Texte source.
◆ ◆ ◆ ◆ ◆ ◆ ◆

Ce vendredi 8 mars avait lieu une annonce publique concernant la nouvelle désignation toponymique du pavillon des Sciences de l’éducation. Le choix de cette journée pour la tenue de l’événement, soit la Journée internationale des droits des femmes, n’était assurément pas un hasard, puisque c’est le nom de Jeanne Lapointe, figure d’influence majeure au Québec et même à l’Université Laval, et symbole de l’émancipation des femmes, que l’on a finalement retenu.
Par Frédérik Dompierre-Beaulieu (elle), cheffe de pupitre aux arts
Jeanne Lapointe, penseuse moderne et audacieuse
Dans son annonce, l’Université Laval indique que ce choix final est « l’occasion de reconnaître l’une des membres de la communauté universitaire dont le parcours a marqué de façon remarquable l’Université Laval et le Québec tout entier ». Cela ne pourrait pas être plus juste.
À l’automne 2022, je rédigeais justement un article sur l’héritage oublié de Jeanne Lapointe, article pour lequel je m’étais notamment entretenue avec Claudia Raby, professeure de littérature au Cégep de Lévis et doctorante en études littéraires à l’Université Laval, dont la thèse consiste à écrire la biographie intellectuelle de Jeanne Lapointe. J’y ai appris beaucoup de choses, que même mes cours au bacc. et les rares conférences auxquelles nous avions eu droit (pour ne pas dire la seule) n’avaient pas su nous révéler, bien que plusieurs chercheuses universitaires aient travaillé à la faire connaître depuis au moins une vingtaine d’années, dont Claudia Raby, mais aussi Chantal Théry (U. Laval), Mylène Bédard (U. Laval) ou Nathalie Waytten (U. de Sherbrooke).
J’ai appris, d’abord, que Jeanne Lapointe était une femme de lettres, oui, mais pas n’importe laquelle. En 1938, elle est la première femme diplômée de la Faculté des Lettres à l’Université Laval. Un an plus tard, toujours au sein de cette faculté, elle devient la première professeure de littérature, étant en plus l’une des premières femmes laïques de l’Université.

◆ ◆ ◆ ◆ ◆ ◆ ◆

Extrait des données.
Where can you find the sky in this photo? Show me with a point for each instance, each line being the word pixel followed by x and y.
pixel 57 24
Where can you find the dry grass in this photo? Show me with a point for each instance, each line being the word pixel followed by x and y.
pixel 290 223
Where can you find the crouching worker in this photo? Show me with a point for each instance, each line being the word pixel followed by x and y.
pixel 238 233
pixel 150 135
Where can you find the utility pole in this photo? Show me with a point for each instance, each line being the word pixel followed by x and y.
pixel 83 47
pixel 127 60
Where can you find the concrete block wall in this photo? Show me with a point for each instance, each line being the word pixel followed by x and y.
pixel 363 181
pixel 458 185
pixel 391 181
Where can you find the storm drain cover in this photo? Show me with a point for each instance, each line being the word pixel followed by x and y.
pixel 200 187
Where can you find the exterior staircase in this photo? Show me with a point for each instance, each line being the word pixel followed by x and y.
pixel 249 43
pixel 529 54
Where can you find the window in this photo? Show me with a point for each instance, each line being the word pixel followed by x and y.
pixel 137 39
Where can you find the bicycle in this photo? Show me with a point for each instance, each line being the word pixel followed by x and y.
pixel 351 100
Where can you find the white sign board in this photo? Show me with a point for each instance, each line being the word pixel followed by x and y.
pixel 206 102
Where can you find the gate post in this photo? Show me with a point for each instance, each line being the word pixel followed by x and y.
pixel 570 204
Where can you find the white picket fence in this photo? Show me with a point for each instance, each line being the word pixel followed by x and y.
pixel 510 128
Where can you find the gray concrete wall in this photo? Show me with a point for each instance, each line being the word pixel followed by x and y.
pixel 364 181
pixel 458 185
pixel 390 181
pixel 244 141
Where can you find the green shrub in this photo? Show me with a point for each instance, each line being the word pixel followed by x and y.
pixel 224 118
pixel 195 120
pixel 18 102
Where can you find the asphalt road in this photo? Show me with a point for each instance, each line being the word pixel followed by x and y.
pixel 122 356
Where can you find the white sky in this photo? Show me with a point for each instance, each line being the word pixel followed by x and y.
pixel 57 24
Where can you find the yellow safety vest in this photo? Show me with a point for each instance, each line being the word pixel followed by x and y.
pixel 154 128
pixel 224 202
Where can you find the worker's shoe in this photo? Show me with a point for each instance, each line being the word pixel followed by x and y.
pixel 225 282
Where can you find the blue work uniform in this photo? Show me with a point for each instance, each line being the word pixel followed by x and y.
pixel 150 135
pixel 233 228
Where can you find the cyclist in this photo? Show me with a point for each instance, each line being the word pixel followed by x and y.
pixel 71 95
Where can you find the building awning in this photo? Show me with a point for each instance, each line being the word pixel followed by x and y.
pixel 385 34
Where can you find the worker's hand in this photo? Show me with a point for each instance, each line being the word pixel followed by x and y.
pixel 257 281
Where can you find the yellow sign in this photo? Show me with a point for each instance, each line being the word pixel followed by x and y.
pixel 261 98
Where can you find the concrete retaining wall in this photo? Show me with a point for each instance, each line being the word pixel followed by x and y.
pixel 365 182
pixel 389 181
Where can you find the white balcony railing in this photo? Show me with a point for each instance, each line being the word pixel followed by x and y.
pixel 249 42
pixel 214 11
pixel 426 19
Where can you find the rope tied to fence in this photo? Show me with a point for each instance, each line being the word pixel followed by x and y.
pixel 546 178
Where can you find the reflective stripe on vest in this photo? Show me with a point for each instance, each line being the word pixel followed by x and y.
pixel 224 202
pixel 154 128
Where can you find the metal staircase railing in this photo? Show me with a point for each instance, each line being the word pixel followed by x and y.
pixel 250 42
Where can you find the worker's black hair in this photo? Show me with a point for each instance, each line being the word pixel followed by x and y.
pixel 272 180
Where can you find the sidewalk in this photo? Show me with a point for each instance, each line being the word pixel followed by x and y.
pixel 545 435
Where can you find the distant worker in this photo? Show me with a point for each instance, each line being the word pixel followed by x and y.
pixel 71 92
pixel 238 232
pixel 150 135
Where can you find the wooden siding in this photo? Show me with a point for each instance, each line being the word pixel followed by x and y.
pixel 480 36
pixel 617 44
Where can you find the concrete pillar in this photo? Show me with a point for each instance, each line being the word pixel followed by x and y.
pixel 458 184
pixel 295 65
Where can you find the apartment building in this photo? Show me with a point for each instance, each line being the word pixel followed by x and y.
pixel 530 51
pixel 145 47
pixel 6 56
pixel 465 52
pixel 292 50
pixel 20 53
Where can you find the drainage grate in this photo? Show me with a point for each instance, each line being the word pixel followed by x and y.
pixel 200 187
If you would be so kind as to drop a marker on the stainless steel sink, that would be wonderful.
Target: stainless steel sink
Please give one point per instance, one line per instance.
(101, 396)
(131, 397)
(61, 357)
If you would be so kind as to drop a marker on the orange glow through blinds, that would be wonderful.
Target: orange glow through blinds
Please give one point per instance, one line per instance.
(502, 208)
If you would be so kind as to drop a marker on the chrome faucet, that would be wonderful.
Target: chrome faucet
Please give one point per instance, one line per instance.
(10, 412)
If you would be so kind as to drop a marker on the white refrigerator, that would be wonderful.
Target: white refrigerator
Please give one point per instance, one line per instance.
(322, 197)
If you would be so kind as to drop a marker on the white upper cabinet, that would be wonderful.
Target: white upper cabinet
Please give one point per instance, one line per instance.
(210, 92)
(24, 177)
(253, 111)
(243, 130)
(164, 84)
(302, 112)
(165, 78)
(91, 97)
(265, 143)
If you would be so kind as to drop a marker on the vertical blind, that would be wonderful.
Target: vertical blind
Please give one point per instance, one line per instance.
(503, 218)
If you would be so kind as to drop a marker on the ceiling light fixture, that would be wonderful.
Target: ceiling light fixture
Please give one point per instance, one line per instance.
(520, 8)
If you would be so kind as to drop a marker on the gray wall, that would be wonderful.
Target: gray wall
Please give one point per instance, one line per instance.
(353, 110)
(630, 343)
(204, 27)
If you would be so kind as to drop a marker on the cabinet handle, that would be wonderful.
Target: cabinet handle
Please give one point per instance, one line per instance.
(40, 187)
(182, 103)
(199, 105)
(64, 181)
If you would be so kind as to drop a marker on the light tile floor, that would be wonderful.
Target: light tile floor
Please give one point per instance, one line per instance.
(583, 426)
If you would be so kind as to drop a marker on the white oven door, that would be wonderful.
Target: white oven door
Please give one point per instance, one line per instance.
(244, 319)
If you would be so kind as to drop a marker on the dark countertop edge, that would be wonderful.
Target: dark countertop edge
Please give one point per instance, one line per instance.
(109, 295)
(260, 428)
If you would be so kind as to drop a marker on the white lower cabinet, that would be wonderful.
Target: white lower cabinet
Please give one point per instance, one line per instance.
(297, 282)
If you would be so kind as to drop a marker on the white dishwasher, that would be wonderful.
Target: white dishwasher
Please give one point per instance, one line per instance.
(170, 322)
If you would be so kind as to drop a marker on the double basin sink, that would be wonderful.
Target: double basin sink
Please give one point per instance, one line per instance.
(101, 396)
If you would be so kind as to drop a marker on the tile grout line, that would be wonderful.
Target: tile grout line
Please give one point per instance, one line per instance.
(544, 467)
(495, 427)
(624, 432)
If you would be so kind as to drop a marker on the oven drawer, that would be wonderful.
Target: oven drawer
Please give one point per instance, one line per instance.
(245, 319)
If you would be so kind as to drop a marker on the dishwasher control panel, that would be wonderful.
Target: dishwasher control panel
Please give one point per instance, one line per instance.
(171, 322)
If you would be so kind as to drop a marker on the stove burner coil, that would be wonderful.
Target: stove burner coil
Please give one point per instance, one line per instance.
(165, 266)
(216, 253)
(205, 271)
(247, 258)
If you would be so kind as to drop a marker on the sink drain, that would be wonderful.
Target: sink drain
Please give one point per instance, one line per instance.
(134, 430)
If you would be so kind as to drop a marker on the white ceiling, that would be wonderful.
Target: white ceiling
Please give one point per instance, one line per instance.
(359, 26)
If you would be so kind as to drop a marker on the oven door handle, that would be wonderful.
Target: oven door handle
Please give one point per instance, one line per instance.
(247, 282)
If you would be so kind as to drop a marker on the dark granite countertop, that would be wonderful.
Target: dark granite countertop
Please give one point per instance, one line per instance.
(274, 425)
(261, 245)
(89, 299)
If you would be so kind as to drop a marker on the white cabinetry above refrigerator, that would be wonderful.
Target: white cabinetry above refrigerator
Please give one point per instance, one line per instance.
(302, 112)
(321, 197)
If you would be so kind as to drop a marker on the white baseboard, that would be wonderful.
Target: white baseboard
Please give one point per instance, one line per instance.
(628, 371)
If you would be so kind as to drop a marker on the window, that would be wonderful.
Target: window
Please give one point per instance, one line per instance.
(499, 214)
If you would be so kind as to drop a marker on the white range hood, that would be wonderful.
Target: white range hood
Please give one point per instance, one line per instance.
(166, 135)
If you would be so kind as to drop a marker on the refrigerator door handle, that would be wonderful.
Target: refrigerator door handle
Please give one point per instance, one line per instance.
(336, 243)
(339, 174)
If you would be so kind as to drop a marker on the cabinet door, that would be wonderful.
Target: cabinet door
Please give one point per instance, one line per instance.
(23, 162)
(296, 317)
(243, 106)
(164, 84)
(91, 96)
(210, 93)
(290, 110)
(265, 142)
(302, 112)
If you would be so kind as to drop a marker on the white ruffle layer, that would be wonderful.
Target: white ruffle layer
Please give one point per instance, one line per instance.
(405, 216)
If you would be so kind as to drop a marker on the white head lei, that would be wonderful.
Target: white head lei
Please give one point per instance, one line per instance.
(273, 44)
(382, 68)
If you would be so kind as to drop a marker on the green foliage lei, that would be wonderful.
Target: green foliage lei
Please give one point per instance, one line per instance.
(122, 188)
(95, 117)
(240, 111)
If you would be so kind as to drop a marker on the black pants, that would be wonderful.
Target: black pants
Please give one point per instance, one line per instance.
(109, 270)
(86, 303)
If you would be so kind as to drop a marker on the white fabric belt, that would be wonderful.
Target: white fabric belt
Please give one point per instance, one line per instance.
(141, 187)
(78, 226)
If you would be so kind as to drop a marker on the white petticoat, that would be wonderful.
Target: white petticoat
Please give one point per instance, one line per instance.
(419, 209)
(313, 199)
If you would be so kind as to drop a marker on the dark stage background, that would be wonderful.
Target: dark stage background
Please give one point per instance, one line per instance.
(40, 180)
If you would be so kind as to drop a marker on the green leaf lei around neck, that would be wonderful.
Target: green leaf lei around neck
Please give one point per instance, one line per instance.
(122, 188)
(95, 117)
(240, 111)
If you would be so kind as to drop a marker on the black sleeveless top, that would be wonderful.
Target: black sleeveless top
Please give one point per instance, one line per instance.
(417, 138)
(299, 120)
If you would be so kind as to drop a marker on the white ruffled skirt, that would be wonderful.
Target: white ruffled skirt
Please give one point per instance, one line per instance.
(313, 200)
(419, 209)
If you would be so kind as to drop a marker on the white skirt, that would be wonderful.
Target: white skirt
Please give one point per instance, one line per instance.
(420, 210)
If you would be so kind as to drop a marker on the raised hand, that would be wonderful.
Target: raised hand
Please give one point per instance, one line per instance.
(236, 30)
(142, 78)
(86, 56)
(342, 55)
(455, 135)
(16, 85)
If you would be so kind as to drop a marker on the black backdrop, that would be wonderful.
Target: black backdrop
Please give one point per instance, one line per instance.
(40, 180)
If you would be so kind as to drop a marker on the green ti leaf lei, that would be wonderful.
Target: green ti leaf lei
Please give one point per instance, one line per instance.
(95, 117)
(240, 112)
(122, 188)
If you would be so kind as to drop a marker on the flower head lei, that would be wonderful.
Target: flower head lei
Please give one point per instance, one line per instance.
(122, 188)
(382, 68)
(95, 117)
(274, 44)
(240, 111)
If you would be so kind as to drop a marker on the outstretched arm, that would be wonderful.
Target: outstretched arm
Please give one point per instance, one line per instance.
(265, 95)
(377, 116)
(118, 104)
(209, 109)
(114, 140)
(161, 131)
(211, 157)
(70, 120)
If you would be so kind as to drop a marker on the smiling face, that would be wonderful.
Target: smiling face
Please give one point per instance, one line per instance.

◆ ◆ ◆ ◆ ◆ ◆ ◆

À faire.
Relevez, dans le texte source sur Jeanne Lapointe, toutes les chercheuses universitaires citées comme ayant travaillé à la faire connaître. Ces lignes proviennent d'une source différente de celle du texte.

Réponse.
- Claudia Raby
- Chantal Théry (U. Laval)
- Mylène Bédard (U. Laval)
- Nathalie Waytten (U. de Sherbrooke)